• _PROMPT_
Using the entries below, output exactly the lines from the one containing "of the stacked" through the final line, both included, and no others.

• _EXTRACTED ENTRIES_
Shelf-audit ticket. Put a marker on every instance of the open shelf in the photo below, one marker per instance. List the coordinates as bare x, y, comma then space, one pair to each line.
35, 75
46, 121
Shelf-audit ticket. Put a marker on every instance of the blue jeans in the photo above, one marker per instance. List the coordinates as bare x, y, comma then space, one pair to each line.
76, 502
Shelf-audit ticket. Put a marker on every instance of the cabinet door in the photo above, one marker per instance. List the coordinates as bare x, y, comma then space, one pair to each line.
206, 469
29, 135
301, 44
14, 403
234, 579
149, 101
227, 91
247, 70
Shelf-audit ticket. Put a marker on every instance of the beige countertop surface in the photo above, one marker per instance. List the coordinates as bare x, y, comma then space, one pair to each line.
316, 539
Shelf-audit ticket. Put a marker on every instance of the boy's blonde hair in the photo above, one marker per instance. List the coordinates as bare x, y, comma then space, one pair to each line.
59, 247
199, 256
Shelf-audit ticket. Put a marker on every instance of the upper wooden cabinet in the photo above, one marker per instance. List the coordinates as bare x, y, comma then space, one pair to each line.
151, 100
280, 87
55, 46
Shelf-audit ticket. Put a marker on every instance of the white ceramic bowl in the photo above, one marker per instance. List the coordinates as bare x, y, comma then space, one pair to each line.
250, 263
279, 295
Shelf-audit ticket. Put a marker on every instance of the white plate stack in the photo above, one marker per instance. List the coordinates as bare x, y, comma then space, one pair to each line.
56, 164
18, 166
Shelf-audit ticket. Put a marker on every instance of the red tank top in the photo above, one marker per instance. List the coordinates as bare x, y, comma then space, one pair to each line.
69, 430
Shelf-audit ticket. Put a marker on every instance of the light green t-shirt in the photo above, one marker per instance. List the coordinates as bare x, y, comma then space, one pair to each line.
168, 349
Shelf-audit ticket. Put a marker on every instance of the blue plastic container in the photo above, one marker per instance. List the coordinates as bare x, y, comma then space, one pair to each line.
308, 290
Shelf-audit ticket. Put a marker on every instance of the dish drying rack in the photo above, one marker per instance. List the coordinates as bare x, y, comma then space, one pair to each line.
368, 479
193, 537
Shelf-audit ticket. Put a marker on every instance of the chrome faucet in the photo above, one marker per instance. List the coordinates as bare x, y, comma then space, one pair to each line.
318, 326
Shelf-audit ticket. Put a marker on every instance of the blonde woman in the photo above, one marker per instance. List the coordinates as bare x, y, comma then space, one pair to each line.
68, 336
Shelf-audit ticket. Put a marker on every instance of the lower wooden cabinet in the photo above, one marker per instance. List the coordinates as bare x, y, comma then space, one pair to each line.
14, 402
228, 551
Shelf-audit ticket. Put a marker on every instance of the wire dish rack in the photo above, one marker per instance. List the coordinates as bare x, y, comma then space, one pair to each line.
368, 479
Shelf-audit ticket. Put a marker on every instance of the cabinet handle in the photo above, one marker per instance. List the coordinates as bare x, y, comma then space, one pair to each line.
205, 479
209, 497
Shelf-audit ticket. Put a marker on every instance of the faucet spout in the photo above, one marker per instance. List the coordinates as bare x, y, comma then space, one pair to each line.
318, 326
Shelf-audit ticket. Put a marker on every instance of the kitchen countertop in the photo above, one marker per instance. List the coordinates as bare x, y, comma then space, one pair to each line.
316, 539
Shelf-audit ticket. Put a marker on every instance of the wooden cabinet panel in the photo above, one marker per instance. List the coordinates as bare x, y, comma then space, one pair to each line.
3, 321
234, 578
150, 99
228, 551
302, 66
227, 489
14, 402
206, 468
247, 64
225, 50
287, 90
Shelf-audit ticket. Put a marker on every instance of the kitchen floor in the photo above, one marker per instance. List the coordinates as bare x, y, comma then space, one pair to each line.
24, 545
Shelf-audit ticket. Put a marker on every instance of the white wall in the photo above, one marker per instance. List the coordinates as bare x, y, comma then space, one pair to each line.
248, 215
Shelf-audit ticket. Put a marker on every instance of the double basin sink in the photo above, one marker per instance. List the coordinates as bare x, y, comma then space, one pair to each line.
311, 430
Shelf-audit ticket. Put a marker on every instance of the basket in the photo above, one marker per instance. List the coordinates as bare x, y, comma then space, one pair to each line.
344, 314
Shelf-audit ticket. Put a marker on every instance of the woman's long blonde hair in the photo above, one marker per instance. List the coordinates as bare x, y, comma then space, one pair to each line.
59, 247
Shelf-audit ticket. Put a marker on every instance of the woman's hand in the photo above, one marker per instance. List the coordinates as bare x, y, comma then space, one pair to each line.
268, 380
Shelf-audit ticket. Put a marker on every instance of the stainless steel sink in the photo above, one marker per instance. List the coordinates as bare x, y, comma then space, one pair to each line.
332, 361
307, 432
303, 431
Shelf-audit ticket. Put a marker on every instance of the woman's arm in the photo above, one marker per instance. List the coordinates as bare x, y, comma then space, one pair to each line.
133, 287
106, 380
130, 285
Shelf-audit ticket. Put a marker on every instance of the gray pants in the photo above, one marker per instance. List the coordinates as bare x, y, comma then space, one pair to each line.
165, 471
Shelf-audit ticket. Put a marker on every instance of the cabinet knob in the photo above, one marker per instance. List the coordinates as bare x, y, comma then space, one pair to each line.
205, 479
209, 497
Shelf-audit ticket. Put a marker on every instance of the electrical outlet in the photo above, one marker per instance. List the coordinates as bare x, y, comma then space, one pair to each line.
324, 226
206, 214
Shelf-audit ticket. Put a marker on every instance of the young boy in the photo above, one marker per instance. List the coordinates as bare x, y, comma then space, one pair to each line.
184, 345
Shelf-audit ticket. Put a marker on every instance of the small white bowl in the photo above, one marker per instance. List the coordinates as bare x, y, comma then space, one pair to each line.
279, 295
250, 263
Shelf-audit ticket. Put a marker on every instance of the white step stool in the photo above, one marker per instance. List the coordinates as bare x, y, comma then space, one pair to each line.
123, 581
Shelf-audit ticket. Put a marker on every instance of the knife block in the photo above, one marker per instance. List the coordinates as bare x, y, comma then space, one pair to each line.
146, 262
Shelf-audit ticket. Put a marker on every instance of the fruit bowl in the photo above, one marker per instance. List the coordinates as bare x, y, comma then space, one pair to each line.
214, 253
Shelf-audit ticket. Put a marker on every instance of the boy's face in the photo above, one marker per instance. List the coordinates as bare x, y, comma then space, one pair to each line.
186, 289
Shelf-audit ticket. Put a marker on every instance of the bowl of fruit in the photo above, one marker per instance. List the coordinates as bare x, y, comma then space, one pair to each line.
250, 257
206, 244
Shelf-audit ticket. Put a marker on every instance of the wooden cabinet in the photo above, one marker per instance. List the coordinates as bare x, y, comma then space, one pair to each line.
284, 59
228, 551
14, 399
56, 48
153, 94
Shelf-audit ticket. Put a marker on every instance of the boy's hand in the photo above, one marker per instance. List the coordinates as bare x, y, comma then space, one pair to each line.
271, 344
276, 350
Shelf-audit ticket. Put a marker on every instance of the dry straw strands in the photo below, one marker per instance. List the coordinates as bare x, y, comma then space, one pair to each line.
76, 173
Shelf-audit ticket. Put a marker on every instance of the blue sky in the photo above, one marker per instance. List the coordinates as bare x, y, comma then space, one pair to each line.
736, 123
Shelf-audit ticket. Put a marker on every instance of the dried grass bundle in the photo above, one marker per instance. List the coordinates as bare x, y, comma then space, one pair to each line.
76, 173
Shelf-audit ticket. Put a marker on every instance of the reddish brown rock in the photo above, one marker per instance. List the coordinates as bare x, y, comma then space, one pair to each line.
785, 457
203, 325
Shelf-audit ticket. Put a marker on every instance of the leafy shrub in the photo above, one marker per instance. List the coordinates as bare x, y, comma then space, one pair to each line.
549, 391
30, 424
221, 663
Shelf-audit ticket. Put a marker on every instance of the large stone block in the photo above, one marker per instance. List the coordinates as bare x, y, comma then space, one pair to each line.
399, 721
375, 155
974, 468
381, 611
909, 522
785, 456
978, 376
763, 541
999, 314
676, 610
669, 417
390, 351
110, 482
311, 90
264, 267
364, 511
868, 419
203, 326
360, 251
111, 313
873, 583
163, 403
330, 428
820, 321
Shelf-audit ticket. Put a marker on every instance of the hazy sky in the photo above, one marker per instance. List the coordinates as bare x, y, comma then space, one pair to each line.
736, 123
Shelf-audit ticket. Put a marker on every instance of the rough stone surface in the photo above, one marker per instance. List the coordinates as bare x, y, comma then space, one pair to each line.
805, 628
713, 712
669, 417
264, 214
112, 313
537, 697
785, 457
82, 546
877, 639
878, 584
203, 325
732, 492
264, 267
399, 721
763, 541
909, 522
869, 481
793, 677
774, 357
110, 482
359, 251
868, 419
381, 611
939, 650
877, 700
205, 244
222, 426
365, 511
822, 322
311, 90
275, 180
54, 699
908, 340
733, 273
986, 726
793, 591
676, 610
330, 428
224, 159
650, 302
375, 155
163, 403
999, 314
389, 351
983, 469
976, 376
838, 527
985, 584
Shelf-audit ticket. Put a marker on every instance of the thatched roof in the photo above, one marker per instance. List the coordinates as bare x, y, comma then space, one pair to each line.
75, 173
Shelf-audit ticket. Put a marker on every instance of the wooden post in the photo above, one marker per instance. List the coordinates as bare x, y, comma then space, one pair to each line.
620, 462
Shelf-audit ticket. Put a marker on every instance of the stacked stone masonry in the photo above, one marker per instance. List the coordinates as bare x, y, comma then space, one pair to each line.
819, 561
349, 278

• _ANSWER BOX_
Shelf-audit ticket. Put a marker on every instance of the stacked stone masonry in the photo above, one marker per instance. List the coordinates as bare x, y, comma then space, one pair to each line.
819, 561
349, 278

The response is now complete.